Thursday, November 25, 2010


thanks Moshe
and all the babies
of the world
Mozarts one and all
making the new from scratch and sniff
and push and shove

gravity is the game
we learn to play

and then the love

some learn

most don't

oh, well:

if you are a practitioner:
love every stuck pain confusion
chance to learn

every "un-nice" person
who tells you something you
don't want to hear

every place the client's body "can't"

All God
a chance to dive into reality


if you aren't a practitioner,
yes you

in what?

give thanks for all that
then be silent
and let
the thanks

Wednesday, November 24, 2010

does this poem, from, tell tons about giving a good lesson?

yes. ( and there is more to a lesson than just learning from the I don't know
but it's a start.

and without upgrading action, too, it's not a real lesson)

Austin geology: Southwest Parkway

today's poem
in the usual place
we get stuck, mind, body, thinking, feeling:
this needs to be better
this shouldn't be like this
this arm shouldn't...
this relationship shouldn't...
this world shouldn't...

that place

a ripe place,
good poop crap shit
for the compost of:


the good old turn it around question
the good old wake up
to God = Reality = who rules the scene anyway?

as a friend says:
when i argue with God I
but only 100% of the time

and so
the way out of stuck
is always
"right around the corner"
but not "right" as in right vs wrong
that takes too long, too much suffering a lifetime
of agony

but the  right around
like nearby
right around the corner
from our stuckness
from our suffering is
the question:

Is it True?

Tis it true,
tis it true
tis it true,

Is this thought idea belief batch of blah blah in my head
is it reality
(sigh: once more)
the good old
blah, blah?

And the answer

Is "Nah," and we're free

or, "I don't know"
and we're in the world

well: you look feel sense notice

what's it for you,
the "I don't know" world?

when you are in the "I don't know" world
and you don't have the story you "should" know

what's it like?

the verbal answer to that can even
"I don't know"
what it's like to be in the "I don't know" world
which is consistent, if nothing

and it's more

a lot more

because without the words
and with the question:
What's it like to be in the "I don't know" world:

 what's your experience

what's your experience


Thursday, November 18, 2010

Cure vs Improvement

I've been exploring this for a long time on this blog,
and here,
in re-reading "The Case of Nora," good old Moshe Feldenkrais lays it on thick,
and with a variation I'd never really articulated,
an understanding of people's preference to be "asleep,"
although he doesn't call it that.

Watch this though:

From Case of Nora, page 51:

Nora wanted or expected cure, not improvement.

"Improvement" is a gradual bettering which has no limit.

"Cure" is a return to the previously enjoyed (practiced) state of activitiy,
which need not have been excellent or even good.

The habitual and familiar we do not question; improvement we grade.

The former is the automatic background for our system; the latter is the
foreground of our awareness.

The two are different dimensions. One is an atavistic sensation;
the other is a learned knowledge that gives us freedom of
which is the major prerogative of Homo sapiens."

That's the quote.

■ GIVEN ENTRIES:
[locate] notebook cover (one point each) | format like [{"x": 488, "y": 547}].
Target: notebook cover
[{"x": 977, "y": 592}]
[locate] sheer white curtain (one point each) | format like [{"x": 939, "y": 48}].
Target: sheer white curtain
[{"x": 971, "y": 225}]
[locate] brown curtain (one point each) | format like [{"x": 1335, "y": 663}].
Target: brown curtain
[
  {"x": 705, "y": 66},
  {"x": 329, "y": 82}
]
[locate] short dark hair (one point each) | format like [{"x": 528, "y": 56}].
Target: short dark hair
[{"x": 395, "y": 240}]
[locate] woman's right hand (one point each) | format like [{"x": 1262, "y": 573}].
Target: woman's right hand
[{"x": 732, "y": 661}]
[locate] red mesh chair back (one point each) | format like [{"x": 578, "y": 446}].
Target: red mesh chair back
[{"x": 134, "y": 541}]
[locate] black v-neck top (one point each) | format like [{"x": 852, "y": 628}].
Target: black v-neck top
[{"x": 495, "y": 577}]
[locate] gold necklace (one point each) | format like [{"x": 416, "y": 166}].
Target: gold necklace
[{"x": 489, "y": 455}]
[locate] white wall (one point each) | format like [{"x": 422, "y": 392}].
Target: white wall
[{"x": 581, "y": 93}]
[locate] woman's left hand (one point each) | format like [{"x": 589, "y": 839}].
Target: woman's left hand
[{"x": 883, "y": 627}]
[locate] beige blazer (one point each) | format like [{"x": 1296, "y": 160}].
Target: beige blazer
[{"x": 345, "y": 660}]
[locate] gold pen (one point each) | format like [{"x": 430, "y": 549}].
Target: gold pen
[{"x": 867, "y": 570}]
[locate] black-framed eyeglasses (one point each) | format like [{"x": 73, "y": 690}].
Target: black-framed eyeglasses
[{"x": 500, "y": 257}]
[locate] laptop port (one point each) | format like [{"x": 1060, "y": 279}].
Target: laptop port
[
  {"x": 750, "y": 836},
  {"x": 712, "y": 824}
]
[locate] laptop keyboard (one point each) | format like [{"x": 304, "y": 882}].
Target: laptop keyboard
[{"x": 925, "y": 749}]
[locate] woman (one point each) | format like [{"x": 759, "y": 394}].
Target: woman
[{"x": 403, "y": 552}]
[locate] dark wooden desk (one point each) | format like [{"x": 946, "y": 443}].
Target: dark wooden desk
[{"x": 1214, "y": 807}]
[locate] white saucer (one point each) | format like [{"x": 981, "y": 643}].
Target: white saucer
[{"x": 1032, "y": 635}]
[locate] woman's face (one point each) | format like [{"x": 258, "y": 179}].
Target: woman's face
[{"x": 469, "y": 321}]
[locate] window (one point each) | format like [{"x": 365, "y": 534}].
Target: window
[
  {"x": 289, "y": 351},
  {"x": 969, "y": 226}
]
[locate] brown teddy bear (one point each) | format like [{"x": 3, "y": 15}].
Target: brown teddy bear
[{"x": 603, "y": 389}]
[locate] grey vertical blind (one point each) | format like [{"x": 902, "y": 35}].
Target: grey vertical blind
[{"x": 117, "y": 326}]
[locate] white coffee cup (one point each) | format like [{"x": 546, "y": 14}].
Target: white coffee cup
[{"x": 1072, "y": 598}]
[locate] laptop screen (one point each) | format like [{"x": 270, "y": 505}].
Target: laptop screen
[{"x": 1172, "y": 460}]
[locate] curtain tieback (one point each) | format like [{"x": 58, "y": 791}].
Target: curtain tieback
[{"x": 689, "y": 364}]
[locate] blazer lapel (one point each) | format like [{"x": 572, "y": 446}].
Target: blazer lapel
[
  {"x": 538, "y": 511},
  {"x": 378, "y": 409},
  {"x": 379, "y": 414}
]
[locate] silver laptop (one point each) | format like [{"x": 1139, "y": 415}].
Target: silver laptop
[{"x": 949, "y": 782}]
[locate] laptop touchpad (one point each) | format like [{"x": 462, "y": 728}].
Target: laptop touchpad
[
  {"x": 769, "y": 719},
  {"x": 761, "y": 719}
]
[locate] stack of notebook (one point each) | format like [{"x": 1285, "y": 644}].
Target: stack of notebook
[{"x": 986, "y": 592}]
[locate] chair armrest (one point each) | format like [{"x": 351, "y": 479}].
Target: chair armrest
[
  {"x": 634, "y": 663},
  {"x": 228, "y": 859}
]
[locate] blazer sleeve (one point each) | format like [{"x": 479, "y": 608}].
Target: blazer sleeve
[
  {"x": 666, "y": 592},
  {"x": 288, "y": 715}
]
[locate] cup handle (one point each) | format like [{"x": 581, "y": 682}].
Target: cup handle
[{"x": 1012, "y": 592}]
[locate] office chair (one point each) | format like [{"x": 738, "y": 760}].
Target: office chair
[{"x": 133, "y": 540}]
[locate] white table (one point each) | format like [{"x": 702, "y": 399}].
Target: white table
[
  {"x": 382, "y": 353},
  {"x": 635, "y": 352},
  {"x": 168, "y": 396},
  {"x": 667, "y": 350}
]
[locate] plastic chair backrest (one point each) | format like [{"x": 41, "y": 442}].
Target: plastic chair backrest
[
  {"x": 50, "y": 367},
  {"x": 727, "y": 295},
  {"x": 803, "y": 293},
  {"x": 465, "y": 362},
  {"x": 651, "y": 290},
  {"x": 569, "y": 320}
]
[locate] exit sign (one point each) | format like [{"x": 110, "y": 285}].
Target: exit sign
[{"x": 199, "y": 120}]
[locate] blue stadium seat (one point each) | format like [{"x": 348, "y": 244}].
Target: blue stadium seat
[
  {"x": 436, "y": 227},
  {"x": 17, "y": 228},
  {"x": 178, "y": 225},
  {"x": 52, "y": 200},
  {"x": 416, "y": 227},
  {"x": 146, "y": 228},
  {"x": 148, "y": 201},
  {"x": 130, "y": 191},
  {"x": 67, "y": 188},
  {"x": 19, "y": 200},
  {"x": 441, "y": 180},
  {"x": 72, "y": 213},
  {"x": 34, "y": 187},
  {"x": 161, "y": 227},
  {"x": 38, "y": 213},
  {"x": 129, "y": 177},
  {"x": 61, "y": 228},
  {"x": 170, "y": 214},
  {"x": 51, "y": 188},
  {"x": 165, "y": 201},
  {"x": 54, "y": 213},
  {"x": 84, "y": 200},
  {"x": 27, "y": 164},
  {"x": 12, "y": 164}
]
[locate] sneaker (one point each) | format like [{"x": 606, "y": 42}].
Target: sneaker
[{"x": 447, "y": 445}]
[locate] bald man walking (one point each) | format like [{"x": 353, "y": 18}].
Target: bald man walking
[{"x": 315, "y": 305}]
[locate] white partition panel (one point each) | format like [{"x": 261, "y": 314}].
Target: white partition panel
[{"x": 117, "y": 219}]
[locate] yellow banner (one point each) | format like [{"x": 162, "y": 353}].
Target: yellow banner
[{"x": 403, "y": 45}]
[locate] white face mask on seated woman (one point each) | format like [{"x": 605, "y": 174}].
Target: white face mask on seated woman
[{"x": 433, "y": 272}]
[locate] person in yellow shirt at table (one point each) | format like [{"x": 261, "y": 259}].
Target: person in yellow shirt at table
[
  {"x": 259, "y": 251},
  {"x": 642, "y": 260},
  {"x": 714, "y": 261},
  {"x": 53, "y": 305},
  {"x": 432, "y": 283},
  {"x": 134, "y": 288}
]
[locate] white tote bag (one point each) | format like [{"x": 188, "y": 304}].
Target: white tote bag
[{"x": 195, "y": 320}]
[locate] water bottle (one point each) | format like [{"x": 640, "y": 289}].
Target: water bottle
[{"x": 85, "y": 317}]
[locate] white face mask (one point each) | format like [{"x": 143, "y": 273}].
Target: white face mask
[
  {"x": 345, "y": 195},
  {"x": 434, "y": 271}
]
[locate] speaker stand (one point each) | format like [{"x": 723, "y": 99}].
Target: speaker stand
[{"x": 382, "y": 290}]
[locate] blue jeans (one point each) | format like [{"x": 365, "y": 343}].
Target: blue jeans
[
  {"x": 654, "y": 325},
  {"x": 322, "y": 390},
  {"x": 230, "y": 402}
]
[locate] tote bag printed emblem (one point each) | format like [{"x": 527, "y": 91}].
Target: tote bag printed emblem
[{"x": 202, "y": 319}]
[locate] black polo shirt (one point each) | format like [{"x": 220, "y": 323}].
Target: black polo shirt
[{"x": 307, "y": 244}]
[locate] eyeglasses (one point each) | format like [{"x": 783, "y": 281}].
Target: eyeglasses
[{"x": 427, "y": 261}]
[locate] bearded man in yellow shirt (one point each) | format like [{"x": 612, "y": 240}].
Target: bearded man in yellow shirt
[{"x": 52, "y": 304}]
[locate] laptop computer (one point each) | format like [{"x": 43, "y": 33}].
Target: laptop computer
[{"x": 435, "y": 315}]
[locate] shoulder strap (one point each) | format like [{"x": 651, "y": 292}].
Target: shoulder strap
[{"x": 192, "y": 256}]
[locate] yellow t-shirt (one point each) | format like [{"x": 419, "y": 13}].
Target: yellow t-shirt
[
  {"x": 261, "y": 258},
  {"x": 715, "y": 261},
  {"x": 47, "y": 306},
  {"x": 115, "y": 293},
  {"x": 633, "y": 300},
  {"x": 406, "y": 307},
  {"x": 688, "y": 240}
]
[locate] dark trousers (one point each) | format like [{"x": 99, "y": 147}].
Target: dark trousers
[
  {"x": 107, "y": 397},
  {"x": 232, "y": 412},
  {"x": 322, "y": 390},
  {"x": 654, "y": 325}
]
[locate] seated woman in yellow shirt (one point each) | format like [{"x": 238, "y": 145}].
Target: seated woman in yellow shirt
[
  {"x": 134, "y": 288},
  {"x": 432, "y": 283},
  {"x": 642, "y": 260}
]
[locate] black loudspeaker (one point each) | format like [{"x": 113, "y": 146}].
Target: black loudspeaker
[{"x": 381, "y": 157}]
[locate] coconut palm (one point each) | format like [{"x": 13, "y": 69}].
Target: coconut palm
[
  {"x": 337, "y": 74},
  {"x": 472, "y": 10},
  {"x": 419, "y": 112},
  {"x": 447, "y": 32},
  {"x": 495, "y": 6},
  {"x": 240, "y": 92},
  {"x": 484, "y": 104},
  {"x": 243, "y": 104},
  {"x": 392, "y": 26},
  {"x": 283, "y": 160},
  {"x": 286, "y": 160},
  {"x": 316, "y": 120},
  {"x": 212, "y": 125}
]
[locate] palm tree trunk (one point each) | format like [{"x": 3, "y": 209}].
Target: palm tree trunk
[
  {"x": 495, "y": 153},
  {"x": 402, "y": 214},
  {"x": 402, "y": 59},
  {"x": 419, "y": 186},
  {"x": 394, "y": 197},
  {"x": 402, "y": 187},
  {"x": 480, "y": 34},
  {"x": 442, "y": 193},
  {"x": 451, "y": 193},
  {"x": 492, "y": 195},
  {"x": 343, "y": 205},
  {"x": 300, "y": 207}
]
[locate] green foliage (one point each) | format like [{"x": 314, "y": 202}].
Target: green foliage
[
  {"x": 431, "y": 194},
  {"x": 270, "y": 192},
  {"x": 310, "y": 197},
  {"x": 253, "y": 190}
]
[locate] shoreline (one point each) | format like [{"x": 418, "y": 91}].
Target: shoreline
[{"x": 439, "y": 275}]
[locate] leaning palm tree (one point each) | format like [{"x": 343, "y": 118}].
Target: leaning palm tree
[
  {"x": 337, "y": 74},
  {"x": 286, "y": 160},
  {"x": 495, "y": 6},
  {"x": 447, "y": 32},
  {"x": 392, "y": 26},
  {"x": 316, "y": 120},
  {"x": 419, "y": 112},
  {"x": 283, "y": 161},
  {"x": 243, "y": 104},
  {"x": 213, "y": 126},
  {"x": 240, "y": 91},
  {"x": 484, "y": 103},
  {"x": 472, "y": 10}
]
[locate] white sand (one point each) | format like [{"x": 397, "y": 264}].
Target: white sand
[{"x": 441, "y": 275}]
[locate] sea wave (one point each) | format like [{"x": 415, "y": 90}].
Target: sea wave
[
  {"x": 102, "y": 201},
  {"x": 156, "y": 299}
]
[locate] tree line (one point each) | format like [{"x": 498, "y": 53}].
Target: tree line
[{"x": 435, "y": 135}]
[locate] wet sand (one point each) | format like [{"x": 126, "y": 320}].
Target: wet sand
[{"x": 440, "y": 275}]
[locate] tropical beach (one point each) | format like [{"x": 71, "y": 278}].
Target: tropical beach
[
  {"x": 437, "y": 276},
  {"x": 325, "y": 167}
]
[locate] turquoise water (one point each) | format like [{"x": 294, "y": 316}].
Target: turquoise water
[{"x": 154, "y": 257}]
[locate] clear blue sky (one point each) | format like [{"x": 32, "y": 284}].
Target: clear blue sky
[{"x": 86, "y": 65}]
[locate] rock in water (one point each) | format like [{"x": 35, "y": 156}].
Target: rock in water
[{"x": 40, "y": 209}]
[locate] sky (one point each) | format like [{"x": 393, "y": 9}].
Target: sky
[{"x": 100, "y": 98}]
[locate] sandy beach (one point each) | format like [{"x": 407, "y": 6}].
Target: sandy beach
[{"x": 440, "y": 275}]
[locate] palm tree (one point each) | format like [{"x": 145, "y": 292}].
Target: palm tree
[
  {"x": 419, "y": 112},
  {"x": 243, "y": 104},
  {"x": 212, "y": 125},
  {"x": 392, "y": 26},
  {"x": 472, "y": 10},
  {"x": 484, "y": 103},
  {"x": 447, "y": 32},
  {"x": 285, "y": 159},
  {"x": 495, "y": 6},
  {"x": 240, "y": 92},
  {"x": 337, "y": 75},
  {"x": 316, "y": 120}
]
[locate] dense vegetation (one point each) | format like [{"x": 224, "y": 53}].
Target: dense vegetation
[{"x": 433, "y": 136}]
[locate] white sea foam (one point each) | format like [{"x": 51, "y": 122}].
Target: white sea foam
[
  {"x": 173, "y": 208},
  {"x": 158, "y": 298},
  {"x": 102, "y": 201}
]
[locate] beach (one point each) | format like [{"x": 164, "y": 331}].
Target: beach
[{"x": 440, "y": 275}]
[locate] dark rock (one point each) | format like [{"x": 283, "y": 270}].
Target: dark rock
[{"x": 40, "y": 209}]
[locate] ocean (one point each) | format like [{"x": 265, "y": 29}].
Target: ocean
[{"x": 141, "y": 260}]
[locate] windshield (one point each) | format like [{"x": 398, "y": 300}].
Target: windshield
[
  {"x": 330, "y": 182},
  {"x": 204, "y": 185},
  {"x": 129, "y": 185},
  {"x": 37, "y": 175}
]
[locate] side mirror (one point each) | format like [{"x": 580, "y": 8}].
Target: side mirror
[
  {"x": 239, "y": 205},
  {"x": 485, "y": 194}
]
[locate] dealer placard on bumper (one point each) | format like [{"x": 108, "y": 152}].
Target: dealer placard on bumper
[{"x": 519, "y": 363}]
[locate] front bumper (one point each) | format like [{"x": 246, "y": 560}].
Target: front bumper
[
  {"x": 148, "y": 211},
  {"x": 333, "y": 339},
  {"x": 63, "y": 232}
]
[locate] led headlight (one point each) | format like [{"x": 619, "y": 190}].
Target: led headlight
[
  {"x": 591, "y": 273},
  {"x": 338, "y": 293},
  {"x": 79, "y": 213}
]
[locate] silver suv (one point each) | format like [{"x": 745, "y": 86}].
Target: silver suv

■ TASK BRIEF: Continue the Feldenkrais blog text above, starting after its last line.

■ REPLY TO THE EXERCISE:
I've often said it like this:
people plod along at some state like negative 3, but
it feels normal.

Then they get in an accident or some such, and plummet
to negative 6.

They want to be cured, put back to negative three,
rather than slowly getting better, negative 6, negative 5, negative 4,
and on and on, plus one, plus two, plus three, and so on.

Tuesday, November 09, 2010

side to side: head and ribs and pelvis as a sweet happy aware of each other team

Side to side seems easy
often people get "confused."

Good. As our buddy Albert E says:
"Show me someone who's never made a mistake
I'll show you someone who's never learned anything."

One of the key principles of this work is
to sort of groove
on unknowning
relish ambiguity
to get
about the state of :
what is going on?

In that state,
we can be new
if we are honest
that's always the characteristic of being "now."

side to side.

Sit forward in a chair, both feet on the floor, spine straightish and feeling
as if it is holding up your head.

Lean a tad forward so you could hop up or to the side

Now,  here, more or less on your skeleton,
play with this difference:

Head rotating left and right

Head tilting left and right

In the ROTATION, your nose goes left and right

In the TILTING, your nose stays straight ahead and your eyes tilt
so that when you tilt your head to the left, your right eye goes
up a bit and your left eye goes down.

In all movement lessons, always go "less than your limit."
About 80% at most.
And much less force than you think you need. At cut out
half the force, maybe more.
And go slowly: at least half as slowly as habitual.

And all that slow, and soft and less than limit

At habitual speed, force and cranking out to the limit,
no learning is going to take place.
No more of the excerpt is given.